● Instruction
Repeat everything in the material exactly.

** START Source material **

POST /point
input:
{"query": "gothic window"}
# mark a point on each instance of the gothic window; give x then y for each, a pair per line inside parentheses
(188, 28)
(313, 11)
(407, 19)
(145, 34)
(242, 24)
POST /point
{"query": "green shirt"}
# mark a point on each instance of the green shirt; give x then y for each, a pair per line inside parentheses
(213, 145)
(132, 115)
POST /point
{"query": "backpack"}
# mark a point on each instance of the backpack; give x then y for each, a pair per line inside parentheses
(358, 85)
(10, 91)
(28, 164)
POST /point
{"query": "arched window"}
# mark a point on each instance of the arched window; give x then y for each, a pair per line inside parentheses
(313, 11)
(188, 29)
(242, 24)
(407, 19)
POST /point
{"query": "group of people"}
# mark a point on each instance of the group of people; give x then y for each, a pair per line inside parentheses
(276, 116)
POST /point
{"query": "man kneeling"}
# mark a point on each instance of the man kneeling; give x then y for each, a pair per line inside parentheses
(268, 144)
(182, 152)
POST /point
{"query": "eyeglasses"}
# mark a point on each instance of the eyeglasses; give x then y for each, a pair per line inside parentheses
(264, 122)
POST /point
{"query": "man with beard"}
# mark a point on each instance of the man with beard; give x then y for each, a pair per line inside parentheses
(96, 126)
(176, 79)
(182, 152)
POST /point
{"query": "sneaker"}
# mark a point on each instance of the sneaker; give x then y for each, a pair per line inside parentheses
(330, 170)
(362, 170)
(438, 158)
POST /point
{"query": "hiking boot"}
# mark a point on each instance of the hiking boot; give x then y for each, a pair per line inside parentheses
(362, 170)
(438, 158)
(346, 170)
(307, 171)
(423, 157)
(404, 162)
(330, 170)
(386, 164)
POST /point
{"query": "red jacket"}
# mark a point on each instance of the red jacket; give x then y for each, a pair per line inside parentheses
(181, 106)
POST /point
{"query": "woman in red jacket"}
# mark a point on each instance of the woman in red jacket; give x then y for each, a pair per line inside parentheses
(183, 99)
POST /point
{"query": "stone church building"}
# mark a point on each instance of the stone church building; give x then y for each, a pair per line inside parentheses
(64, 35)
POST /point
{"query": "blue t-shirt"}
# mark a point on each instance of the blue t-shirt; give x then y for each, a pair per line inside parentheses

** END Source material **

● Solution to the exercise
POST /point
input:
{"query": "gothic window"}
# mark a point on each instance of the gothic window; give x then y for each, a pair per line inside parentheses
(188, 28)
(313, 11)
(407, 19)
(145, 34)
(242, 24)
POST /point
{"query": "green shirt"}
# mark a point on each instance of the green shirt; give x then y for each, a pair per line inside parentheses
(213, 145)
(132, 115)
POST /point
{"query": "backpack"}
# mark a point on each instance of the backpack; give x then y for each, a pair per line inside parentheses
(358, 85)
(10, 91)
(28, 164)
POST /point
{"query": "arched window"}
# mark a point on each instance of the arched window; give x then y for each, a pair per line inside parentheses
(313, 11)
(188, 29)
(242, 24)
(407, 19)
POST /point
{"query": "group of people"}
# mark a point on each instance of the group of people; give x then y for each, a pair per line inside parentheses
(276, 116)
POST /point
{"query": "man kneeling"}
# mark a point on each instance of the man kneeling; give x then y for each, a pair per line inside parentheses
(268, 144)
(182, 152)
POST /point
{"query": "eyeglasses"}
# mark a point on each instance of the eyeglasses; give x then y for each, a pair per line inside parentheses
(264, 122)
POST /point
{"query": "man with beard"}
# mark a point on each instance of the man with beard; give x then y for each, a pair per line inside parentheses
(96, 126)
(176, 79)
(182, 152)
POST /point
{"query": "sneaker"}
# mark a point on each instance of the sneaker; give x then y for each, a pair per line inside parentheses
(330, 170)
(362, 170)
(438, 158)
POST /point
{"query": "hiking boot"}
# mark a point on each instance of the hiking boot; give x then y for each, a pair per line inside parentheses
(362, 170)
(438, 158)
(346, 170)
(307, 171)
(423, 157)
(404, 162)
(330, 170)
(386, 164)
POST /point
{"query": "red jacket"}
# mark a point on each instance of the red jacket; give x then y for each, a pair per line inside parentheses
(181, 106)
POST /point
{"query": "woman in red jacket"}
# mark a point on each instance of the woman in red jacket; give x then y for each, a pair per line inside parentheses
(183, 99)
POST /point
{"query": "stone church building"}
# mark a point on each instance of the stone church building; give x then y for each, a pair per line inside parentheses
(64, 35)
POST /point
{"query": "blue t-shirt"}
# mark a point on each instance of the blue t-shirt; give x then y for each, a pair per line inside parentheses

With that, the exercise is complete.